Pointing rows

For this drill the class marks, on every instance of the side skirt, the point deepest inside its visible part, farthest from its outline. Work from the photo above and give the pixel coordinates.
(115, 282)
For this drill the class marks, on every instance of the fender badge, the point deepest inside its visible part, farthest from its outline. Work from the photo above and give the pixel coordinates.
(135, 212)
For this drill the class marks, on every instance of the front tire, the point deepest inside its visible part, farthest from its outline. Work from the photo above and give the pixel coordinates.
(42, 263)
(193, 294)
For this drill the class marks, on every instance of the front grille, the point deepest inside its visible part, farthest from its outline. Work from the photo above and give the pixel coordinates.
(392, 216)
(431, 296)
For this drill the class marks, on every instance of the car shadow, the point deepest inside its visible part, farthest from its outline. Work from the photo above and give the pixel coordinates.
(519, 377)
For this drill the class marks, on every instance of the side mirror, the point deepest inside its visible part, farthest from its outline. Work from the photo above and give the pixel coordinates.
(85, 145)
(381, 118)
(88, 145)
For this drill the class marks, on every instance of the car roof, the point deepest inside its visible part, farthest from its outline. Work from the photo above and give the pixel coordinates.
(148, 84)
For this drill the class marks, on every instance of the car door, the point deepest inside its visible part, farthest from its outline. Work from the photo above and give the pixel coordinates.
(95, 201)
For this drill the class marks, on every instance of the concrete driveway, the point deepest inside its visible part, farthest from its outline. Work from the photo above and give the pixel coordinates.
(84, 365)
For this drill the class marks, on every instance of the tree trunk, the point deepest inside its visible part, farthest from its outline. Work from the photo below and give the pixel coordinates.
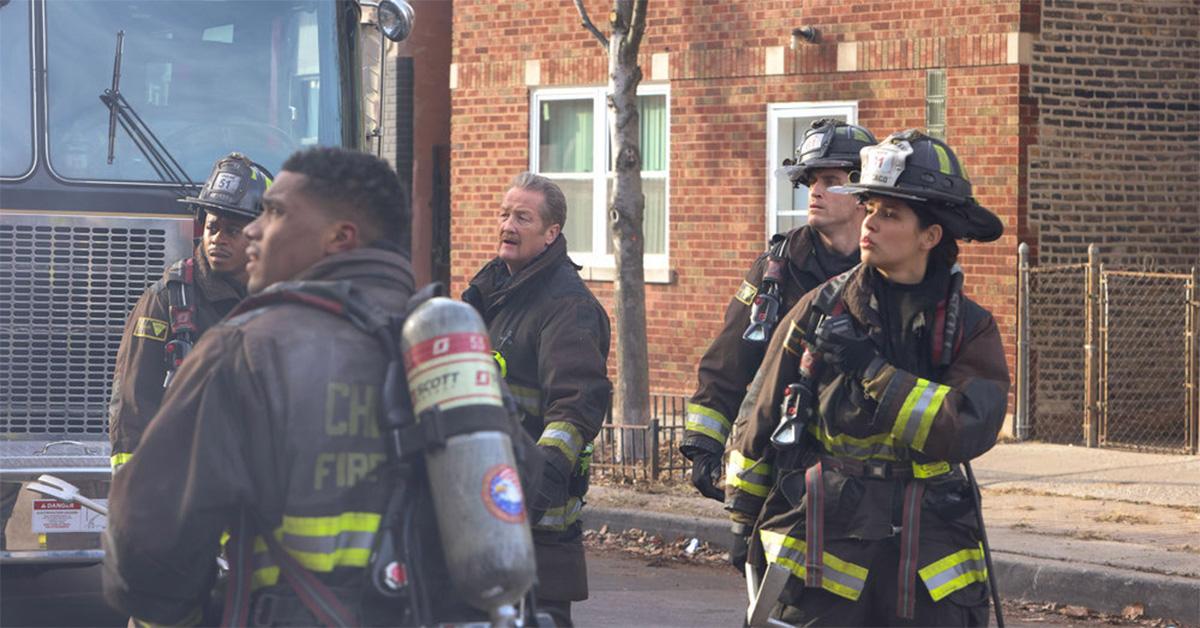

• _What you need to do_:
Starting with the line that contains "car roof, the" and going on through the end of the rows, write every line out again, shifting each coordinate in the answers by adding 92 to it. Leave the pictures out.

• _Result for this exercise_:
For this drill the class marks, on every instance of the car roof, the point deepest inside its visible part, farthest from its outline. Work from the photo above and give the pixel coordinates.
(240, 176)
For this drill the class marks, on every instance of the car door, the point deepest inside its visible part, farthest from its outline. Work from the photo above and give the pixel coordinates.
(187, 293)
For this drill the class marks, on every instance of the concrete driveway, the point deepest inside its visible part, farthest from its outline. Work from the photo above and give the pixel coordinates.
(176, 457)
For this drill the class marks, on every instance of the tree trunk, the point deepest inside its visible part, farthest from its outline. Work from the photo below and give the pixel coordinates.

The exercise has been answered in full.